Extract every line of the material below that contains the string "white". Uppercase and lowercase letters count as different.

>> START STORED ROWS

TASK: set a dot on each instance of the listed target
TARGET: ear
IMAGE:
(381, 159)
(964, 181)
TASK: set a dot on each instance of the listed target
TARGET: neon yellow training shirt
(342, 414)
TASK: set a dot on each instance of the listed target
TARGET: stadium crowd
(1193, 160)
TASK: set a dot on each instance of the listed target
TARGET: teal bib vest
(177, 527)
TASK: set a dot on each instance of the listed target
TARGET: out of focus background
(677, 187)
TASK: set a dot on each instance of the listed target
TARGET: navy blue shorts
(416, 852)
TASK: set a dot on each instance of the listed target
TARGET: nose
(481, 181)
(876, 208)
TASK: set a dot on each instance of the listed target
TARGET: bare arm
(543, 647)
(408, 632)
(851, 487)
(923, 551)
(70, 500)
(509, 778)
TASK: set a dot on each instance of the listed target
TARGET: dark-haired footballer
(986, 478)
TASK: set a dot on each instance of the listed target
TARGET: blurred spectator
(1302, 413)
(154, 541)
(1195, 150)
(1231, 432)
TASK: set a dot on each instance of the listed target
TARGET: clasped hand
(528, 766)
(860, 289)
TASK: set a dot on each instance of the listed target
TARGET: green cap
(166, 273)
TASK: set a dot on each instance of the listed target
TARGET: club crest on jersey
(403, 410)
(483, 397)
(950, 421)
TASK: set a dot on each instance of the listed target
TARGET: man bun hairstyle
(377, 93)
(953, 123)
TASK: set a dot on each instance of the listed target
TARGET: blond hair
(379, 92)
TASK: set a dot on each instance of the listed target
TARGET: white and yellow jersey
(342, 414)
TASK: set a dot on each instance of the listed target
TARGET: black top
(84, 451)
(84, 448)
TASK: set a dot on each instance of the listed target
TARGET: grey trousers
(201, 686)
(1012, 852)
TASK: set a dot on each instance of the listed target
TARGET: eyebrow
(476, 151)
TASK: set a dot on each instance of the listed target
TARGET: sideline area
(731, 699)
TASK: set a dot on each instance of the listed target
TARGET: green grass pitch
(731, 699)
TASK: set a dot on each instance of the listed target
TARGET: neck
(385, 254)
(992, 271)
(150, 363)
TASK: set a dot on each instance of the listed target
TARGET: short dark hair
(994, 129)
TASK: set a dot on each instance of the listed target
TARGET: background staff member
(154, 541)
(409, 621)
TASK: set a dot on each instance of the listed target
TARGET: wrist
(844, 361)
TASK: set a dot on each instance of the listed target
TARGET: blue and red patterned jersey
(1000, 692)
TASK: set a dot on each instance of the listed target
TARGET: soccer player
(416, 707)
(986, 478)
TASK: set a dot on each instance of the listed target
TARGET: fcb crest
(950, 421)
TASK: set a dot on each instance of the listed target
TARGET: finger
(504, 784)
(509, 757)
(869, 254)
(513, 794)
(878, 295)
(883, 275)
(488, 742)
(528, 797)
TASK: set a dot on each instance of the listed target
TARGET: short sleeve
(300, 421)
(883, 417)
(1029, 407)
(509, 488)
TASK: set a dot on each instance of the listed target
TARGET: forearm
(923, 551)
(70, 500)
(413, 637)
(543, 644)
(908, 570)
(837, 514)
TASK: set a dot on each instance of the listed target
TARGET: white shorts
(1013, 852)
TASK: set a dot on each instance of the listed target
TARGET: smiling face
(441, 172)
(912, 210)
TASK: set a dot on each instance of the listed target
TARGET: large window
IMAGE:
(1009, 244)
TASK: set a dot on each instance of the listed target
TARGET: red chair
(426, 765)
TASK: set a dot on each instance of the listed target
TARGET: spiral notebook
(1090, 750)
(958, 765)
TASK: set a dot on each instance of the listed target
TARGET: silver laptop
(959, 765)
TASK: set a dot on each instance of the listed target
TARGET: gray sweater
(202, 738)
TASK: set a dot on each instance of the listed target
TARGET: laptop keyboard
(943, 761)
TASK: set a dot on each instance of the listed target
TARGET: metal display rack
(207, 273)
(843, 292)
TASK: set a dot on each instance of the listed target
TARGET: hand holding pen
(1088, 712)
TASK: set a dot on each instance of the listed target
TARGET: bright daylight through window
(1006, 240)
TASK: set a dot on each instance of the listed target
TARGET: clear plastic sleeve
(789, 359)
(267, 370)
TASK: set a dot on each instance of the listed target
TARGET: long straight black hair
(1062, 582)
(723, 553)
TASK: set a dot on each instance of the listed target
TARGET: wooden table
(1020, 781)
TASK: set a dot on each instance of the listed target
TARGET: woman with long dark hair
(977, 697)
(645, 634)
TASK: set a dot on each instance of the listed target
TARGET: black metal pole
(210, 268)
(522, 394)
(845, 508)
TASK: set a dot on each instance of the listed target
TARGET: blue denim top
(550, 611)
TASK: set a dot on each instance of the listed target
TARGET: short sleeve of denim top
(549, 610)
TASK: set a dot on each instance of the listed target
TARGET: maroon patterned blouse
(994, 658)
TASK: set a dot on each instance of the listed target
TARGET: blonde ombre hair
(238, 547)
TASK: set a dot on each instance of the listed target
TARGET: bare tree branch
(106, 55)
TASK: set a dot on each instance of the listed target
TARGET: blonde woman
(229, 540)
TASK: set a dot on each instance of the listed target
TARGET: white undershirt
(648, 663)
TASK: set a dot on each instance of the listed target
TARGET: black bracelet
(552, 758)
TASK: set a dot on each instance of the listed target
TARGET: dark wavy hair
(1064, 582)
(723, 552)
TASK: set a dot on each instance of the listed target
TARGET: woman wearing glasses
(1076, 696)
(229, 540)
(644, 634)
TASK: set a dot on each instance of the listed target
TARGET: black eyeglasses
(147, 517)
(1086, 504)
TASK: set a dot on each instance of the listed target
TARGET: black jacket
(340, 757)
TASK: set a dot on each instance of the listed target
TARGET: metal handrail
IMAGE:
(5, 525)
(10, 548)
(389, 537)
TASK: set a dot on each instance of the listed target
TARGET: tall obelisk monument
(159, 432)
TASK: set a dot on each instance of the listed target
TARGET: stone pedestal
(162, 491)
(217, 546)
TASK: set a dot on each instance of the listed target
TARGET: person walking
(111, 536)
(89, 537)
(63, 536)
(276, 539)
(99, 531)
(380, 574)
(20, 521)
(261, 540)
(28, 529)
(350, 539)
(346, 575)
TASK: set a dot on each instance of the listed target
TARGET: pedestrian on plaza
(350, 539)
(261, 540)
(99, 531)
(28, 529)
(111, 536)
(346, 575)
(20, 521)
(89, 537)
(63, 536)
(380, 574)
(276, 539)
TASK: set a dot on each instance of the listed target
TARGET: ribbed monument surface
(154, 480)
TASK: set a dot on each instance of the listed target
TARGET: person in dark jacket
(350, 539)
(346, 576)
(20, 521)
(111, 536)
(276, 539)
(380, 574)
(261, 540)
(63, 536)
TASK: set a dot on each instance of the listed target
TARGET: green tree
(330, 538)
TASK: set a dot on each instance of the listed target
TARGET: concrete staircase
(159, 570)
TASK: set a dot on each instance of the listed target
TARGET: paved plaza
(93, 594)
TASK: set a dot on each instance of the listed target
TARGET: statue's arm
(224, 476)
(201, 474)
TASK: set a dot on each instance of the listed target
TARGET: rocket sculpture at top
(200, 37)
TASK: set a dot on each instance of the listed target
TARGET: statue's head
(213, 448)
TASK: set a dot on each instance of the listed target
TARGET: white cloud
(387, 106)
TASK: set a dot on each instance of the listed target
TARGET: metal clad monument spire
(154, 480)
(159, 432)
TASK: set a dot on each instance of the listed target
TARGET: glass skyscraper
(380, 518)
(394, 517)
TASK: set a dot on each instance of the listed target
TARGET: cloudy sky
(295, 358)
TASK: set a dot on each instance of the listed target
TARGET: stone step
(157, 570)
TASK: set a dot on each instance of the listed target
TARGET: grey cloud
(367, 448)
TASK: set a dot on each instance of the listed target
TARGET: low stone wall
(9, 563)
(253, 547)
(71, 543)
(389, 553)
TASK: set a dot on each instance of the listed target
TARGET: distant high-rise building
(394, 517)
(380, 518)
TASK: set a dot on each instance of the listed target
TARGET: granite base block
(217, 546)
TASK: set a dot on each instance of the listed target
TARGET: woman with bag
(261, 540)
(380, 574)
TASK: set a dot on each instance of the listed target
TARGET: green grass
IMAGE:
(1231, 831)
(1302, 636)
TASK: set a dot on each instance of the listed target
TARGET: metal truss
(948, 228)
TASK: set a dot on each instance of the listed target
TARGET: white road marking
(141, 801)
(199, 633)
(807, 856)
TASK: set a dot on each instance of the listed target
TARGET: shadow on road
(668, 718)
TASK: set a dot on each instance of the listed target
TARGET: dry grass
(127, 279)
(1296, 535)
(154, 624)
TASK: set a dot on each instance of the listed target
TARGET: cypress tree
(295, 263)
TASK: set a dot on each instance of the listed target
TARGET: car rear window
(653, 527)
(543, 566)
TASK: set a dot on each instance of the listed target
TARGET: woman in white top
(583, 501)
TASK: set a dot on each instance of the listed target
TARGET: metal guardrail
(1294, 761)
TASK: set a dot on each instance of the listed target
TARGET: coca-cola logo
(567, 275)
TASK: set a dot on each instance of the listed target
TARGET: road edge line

>> END STORED ROWS

### RESULT
TARGET: white and yellow jersey
TARGET: white shorts
TARGET: white undershirt
TARGET: white cloud
TARGET: white road marking
TARGET: woman in white top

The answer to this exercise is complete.